▶ _WORK TO COMPLETE_: Which song titles appear in the two singles chronologies of the "Let It All Go" article below? List each one once.

-- DOCUMENT EXCERPT start --

Single by Rhodes & Birdy

from the album Wishes
- Released: 11 September 2015
- Recorded: 2014–2015
- Genre: Indie folk
- Length: 4:40
- Label: Warner Music Group
- Songwriter(s): Jasmine Van Den Bogaerde; David Rhodes;
- Producer(s): Jasmine Van Den Bogaerde; David Rhodes;

Rhodes singles chronology
| "Close your Eyes" (2015) | "Let It All Go" (2015) | "Your Soul (Holding On)" (2016) |

Birdy singles chronology
| "Words as Weapons" (2014) | "Let It All Go" (2015) | "Keeping Your Head Up" (2016) |

Music video
- "Let It All Go" (Official Music video) on YouTube

= Let It All Go (Rhodes and Birdy song) =

"Let It All Go" is a song by British musician, singer and songwriter Rhodes and English musician Birdy. It was released as a digital download on 11 September 2015 in the United Kingdom, as the second single from Rhodes' debut studio album, Wishes (2015). The song was written and produced by Rhodes and Birdy.

-- DOCUMENT EXCERPT end --
-- RECORDS start --

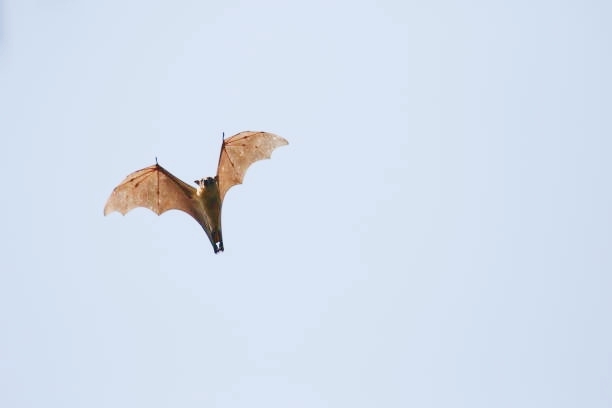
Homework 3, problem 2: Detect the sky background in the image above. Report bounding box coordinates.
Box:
[0,0,612,408]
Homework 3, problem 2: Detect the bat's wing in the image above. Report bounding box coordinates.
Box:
[104,164,199,222]
[217,132,289,201]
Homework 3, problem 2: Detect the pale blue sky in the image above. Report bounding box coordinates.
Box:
[0,0,612,408]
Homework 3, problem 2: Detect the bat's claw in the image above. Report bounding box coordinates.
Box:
[214,241,223,254]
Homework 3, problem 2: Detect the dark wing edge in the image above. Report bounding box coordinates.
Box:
[217,131,289,200]
[104,164,196,216]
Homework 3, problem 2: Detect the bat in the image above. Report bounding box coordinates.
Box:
[104,131,289,254]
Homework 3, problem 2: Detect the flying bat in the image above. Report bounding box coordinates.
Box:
[104,131,289,254]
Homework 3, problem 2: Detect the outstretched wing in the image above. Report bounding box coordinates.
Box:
[104,164,199,218]
[217,132,289,201]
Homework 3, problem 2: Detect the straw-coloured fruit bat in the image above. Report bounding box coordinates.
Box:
[104,132,288,253]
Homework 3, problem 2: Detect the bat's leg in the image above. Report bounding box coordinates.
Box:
[212,230,223,254]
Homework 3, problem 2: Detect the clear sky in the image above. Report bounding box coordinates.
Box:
[0,0,612,408]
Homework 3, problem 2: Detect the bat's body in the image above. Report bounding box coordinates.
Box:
[104,132,288,253]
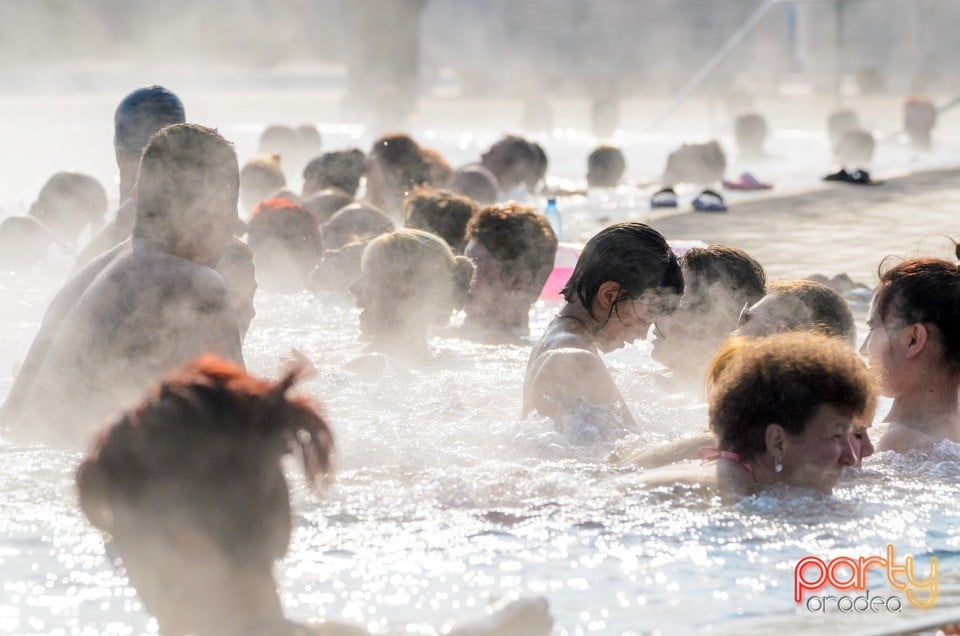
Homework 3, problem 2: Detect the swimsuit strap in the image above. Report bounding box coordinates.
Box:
[697,446,753,473]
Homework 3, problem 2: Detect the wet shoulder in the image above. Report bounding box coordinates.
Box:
[877,423,936,453]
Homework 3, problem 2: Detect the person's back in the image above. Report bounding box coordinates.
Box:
[24,239,242,438]
[74,85,186,271]
[4,125,242,437]
[521,223,683,435]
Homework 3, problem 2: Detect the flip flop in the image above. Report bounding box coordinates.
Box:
[823,168,883,185]
[723,172,773,190]
[650,188,677,208]
[693,190,727,212]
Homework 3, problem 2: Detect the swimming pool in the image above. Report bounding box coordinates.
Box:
[0,256,960,634]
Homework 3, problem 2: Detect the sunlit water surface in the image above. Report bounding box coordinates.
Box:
[0,104,960,634]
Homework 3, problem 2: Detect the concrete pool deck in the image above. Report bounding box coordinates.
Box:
[650,168,960,286]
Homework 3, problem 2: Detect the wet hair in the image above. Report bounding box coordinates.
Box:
[587,146,627,188]
[420,147,453,188]
[873,255,960,369]
[708,332,876,461]
[240,152,287,207]
[247,197,323,285]
[449,164,500,205]
[362,229,474,315]
[77,356,333,564]
[303,148,366,198]
[30,172,107,240]
[733,113,767,150]
[484,135,546,182]
[681,244,767,325]
[323,203,396,249]
[767,280,857,347]
[467,203,557,300]
[561,222,683,318]
[134,124,239,236]
[113,85,187,157]
[303,188,353,225]
[370,134,430,189]
[403,187,477,254]
[663,140,727,185]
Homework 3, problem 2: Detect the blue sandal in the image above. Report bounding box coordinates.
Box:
[650,188,677,208]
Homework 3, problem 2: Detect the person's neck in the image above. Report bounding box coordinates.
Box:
[178,567,286,636]
[557,301,603,338]
[884,369,960,433]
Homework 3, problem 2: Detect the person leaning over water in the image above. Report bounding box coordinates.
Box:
[643,332,876,498]
[522,223,683,426]
[611,280,874,468]
[860,253,960,452]
[460,203,557,344]
[0,124,243,439]
[76,356,552,636]
[74,85,187,272]
[651,245,767,389]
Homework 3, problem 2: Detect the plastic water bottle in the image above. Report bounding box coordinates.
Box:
[543,197,563,241]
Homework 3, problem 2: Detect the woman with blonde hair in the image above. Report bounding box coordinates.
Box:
[350,229,474,362]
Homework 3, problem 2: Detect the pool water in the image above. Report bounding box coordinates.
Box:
[0,256,960,634]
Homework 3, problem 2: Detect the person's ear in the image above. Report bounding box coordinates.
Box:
[906,322,930,360]
[594,280,620,315]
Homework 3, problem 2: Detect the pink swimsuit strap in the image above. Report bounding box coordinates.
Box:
[697,446,753,473]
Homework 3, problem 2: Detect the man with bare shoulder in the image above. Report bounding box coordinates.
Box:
[0,124,242,437]
[523,223,683,428]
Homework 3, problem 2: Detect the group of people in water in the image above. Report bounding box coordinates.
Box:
[0,86,960,635]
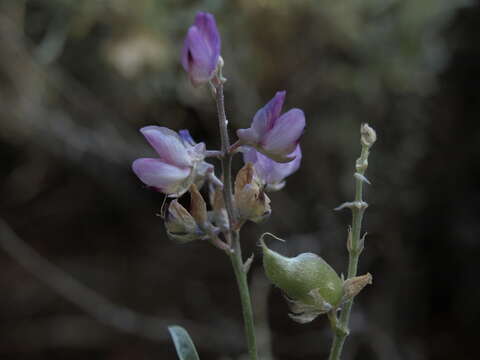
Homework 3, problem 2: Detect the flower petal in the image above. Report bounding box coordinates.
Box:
[132,158,190,194]
[181,12,220,85]
[237,91,286,145]
[261,109,305,155]
[195,12,221,60]
[251,90,287,137]
[140,125,192,167]
[243,145,302,185]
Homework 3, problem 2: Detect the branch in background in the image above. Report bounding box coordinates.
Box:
[0,218,241,351]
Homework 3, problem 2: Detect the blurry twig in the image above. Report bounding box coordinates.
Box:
[0,218,241,351]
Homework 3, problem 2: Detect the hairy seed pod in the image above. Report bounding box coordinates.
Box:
[261,236,343,312]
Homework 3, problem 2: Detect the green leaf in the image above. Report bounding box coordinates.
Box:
[168,325,200,360]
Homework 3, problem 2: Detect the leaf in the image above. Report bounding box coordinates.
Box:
[168,325,200,360]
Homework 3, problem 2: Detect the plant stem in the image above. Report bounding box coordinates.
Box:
[230,232,258,360]
[329,143,370,360]
[215,80,258,360]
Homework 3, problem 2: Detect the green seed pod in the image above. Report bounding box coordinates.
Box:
[260,236,343,322]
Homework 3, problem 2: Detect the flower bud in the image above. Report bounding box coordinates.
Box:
[237,91,305,163]
[181,12,220,86]
[261,236,343,323]
[235,163,272,223]
[360,123,377,147]
[242,145,302,191]
[190,184,207,227]
[165,199,205,243]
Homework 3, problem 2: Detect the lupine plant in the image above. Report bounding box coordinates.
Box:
[132,12,376,360]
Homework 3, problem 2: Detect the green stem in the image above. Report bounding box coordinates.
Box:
[215,79,258,360]
[230,232,258,360]
[329,144,369,360]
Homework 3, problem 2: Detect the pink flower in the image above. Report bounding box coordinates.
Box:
[237,91,305,163]
[181,12,220,86]
[132,126,205,196]
[243,145,302,191]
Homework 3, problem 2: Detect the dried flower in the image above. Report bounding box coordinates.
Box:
[237,91,305,163]
[165,199,205,243]
[132,126,208,196]
[181,12,220,86]
[235,163,272,223]
[243,145,302,191]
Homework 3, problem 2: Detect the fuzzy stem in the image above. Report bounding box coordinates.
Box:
[329,142,370,360]
[215,80,258,360]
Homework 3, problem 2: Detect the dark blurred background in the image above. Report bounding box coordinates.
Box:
[0,0,480,360]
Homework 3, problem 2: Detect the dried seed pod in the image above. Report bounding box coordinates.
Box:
[235,163,272,222]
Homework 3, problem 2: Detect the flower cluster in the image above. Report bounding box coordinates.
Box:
[132,12,305,245]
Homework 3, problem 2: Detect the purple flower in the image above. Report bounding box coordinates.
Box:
[132,126,205,196]
[237,91,305,163]
[243,145,302,191]
[182,12,220,86]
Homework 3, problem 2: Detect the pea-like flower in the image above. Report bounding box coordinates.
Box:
[181,12,220,86]
[243,145,302,191]
[237,91,305,163]
[132,126,208,197]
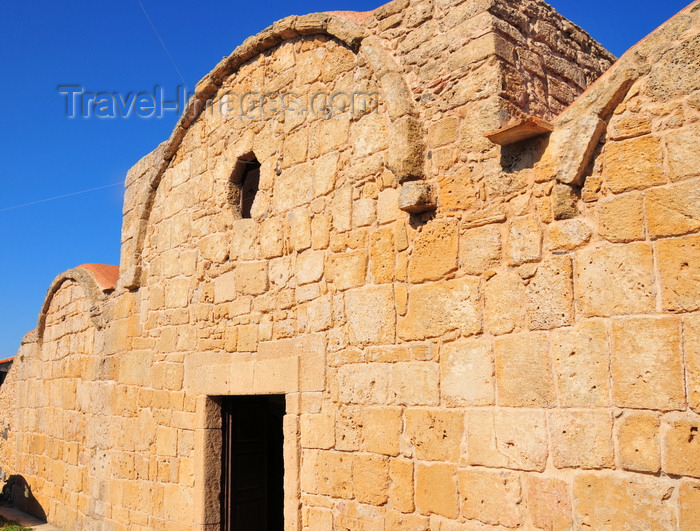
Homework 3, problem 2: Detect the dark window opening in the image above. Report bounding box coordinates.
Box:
[221,395,285,531]
[238,159,260,218]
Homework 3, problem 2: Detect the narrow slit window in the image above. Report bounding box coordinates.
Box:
[240,160,260,218]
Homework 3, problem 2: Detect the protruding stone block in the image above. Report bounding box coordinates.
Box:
[399,181,437,214]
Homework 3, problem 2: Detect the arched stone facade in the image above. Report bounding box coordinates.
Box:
[0,0,700,531]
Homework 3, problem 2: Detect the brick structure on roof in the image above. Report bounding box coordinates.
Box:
[0,0,700,531]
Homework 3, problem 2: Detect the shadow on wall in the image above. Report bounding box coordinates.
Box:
[2,474,46,521]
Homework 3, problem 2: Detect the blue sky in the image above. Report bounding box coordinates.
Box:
[0,0,688,358]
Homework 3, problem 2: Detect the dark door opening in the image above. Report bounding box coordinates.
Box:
[221,395,285,531]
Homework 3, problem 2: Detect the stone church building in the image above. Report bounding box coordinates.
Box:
[0,0,700,531]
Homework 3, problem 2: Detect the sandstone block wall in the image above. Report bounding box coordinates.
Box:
[0,0,700,531]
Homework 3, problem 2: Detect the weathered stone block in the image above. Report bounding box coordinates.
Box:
[573,473,676,529]
[235,262,269,295]
[525,475,572,530]
[507,215,542,265]
[547,219,592,251]
[440,339,494,406]
[416,463,459,518]
[662,417,700,478]
[608,114,651,140]
[352,455,389,506]
[654,235,700,312]
[352,197,377,227]
[551,320,610,407]
[683,314,700,413]
[552,183,579,219]
[495,332,556,407]
[427,116,459,147]
[617,412,661,473]
[575,243,656,316]
[610,317,685,411]
[458,469,522,527]
[326,251,367,290]
[467,408,549,471]
[405,409,464,462]
[345,286,396,345]
[398,277,481,341]
[299,410,335,450]
[287,208,311,251]
[389,361,440,406]
[484,270,525,335]
[666,124,700,181]
[603,135,666,194]
[598,192,644,242]
[369,227,396,284]
[398,181,437,214]
[678,481,700,529]
[272,163,314,212]
[459,224,502,275]
[408,220,458,283]
[389,459,415,513]
[377,188,401,224]
[295,251,325,285]
[644,180,700,238]
[338,363,391,405]
[549,410,615,468]
[316,450,353,499]
[525,255,574,330]
[260,218,285,258]
[362,407,403,455]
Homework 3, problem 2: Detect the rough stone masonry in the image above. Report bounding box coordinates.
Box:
[0,0,700,531]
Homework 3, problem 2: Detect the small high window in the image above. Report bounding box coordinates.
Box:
[238,158,260,218]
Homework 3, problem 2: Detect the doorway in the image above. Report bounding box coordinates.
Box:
[221,395,285,531]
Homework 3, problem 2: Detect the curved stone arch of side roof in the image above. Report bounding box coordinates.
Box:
[121,13,425,289]
[538,0,700,186]
[36,264,119,344]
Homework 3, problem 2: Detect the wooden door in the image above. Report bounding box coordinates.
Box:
[221,395,284,531]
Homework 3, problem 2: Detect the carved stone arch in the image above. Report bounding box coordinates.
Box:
[121,13,425,289]
[539,1,700,186]
[35,264,119,344]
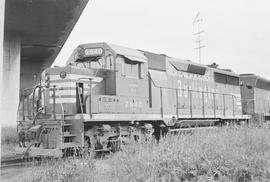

-- RECORDS end --

▶ _CORRECT RESULT_:
- "Close your Eyes"
- "Let It All Go"
- "Your Soul (Holding On)"
- "Words as Weapons"
- "Keeping Your Head Up"